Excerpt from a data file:
_____

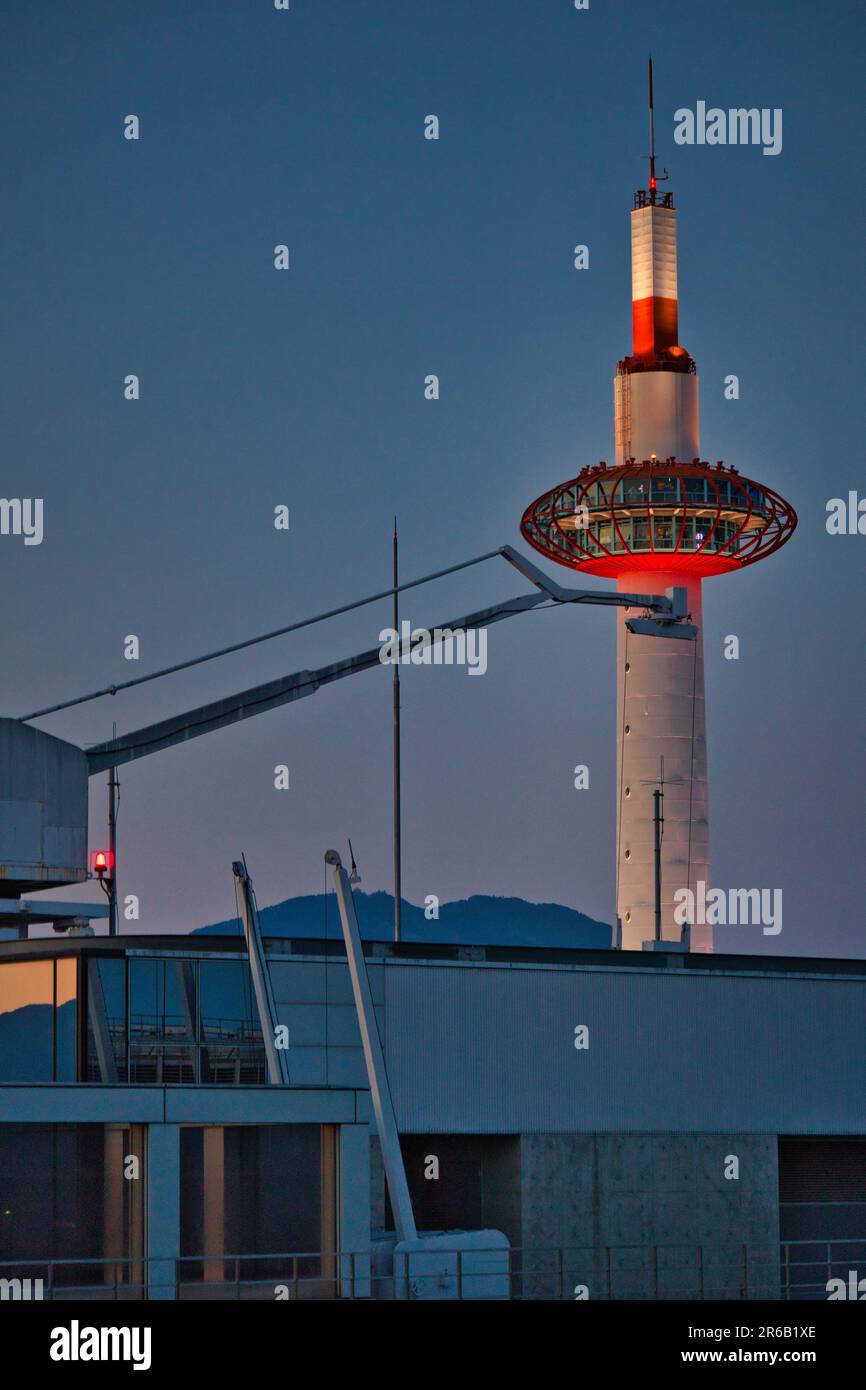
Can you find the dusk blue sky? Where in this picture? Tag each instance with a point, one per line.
(306, 388)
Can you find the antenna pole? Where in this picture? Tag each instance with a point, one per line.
(113, 845)
(652, 136)
(396, 745)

_____

▶ What needs to be done
Please copy the lines above word for word, leaving out the pictures.

▶ Task output
Can you find the dusk blue sky? Where in this picture? Tag each instance with a point, one per line.
(306, 388)
Can you find the antenna pole? Where in this picture? Tag each instance with a point, one per line.
(113, 845)
(652, 136)
(396, 745)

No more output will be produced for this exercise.